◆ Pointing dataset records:
• • • • •

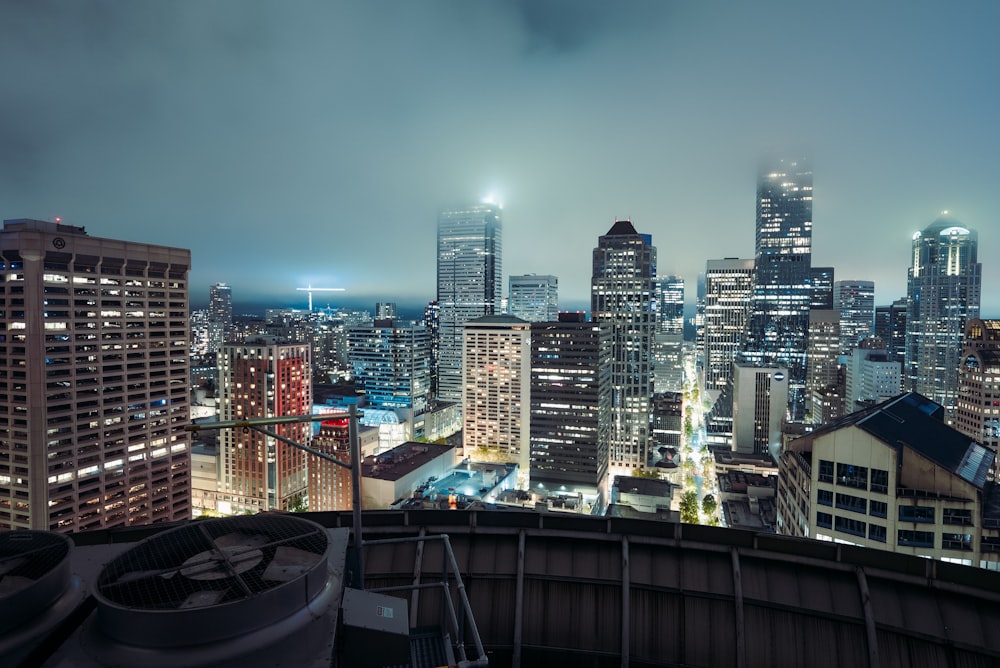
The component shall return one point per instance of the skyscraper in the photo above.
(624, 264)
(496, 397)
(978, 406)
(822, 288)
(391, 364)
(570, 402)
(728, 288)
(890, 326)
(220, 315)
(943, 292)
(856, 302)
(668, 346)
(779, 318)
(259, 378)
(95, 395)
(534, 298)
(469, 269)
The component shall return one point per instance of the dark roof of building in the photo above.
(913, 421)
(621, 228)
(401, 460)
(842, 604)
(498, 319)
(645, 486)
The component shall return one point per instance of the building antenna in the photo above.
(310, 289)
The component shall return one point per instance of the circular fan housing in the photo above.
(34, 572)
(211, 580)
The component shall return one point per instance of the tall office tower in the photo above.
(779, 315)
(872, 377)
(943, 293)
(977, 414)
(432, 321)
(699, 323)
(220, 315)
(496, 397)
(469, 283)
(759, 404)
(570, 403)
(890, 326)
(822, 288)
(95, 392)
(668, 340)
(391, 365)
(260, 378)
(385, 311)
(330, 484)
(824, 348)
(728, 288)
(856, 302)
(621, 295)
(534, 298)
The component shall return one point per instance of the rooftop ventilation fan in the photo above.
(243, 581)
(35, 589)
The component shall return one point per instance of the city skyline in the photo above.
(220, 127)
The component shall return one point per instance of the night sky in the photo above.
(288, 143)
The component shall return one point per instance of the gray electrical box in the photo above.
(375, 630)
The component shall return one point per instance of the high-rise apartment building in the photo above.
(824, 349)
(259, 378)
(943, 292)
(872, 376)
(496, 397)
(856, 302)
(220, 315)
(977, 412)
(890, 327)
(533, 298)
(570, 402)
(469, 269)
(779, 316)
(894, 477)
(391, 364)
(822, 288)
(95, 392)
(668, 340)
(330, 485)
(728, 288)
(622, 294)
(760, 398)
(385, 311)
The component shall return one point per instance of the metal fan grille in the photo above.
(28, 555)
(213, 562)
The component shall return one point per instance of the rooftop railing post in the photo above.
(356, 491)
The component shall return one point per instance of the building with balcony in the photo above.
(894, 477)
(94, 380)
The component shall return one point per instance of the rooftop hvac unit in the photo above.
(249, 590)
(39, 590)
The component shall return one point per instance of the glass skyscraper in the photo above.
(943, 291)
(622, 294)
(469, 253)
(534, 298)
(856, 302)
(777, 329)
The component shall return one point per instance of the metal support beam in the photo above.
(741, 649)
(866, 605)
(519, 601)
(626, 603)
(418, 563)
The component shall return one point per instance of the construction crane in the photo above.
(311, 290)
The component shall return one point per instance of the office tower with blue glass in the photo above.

• • • • •

◆ Given exercise:
Change each "component" in the material above to "system" and write out all of the material again with nothing else altered. Leave the pictures out.

◆ Finished task:
The system shall return one point per instance of the skyscraper in the photo above.
(624, 264)
(496, 397)
(978, 406)
(822, 288)
(391, 364)
(570, 402)
(728, 288)
(890, 326)
(220, 315)
(943, 292)
(856, 302)
(668, 346)
(779, 318)
(259, 378)
(95, 395)
(534, 298)
(469, 269)
The system shall return one point per instance of the dark roof of building in the photo above.
(913, 421)
(621, 228)
(401, 460)
(842, 604)
(498, 319)
(645, 486)
The system shall return one point per instance of the building antenna in the photo above.
(310, 289)
The system shall return one point per instance of the circular fan housing in the photo above.
(34, 572)
(211, 580)
The system shall return one point per instance of the tall office tower in the photo above.
(779, 315)
(872, 377)
(943, 293)
(977, 414)
(432, 321)
(699, 323)
(220, 315)
(496, 397)
(469, 283)
(759, 404)
(570, 403)
(890, 326)
(822, 288)
(95, 392)
(668, 340)
(391, 365)
(260, 378)
(385, 311)
(330, 484)
(824, 348)
(728, 288)
(856, 302)
(621, 295)
(534, 298)
The system shall return one point per instance of the rooftop ventilation fan in the photo above.
(243, 581)
(35, 589)
The system shall return one point per instance of the city skyline in the photo above.
(220, 127)
The system shall return one point per instance of the night sky in the photo above.
(288, 143)
The system shall return one point per instance of the gray electrical box in the photo above.
(375, 630)
The system shall return one point per instance of the high-rise apartment building in the photo above.
(824, 349)
(259, 378)
(943, 292)
(872, 376)
(496, 397)
(856, 302)
(220, 315)
(977, 412)
(890, 327)
(533, 298)
(570, 402)
(469, 269)
(779, 316)
(894, 477)
(391, 364)
(822, 288)
(95, 392)
(668, 340)
(330, 485)
(728, 288)
(622, 294)
(760, 398)
(385, 311)
The system shall return one point per instance of the metal fan grille in the photo above.
(28, 555)
(213, 562)
The system shall return one point per instance of the rooftop railing post in the photo above.
(356, 491)
The system shall return one point per instance of the building with balcony in the photo above.
(894, 477)
(94, 380)
The system shall return one point per instance of the rooftop hvac unit in the photo above.
(249, 590)
(39, 590)
The system shall return one point per instance of the glass skyscraper in the photo above.
(943, 291)
(622, 294)
(469, 253)
(534, 298)
(856, 302)
(777, 329)
The system shall return one point per instance of the metal support beam in the photo above.
(741, 649)
(866, 605)
(519, 601)
(626, 603)
(418, 563)
The system shall return one point per instance of the construction crane in the photo above.
(311, 290)
The system shall return one point per instance of the office tower with blue glass in the photo above.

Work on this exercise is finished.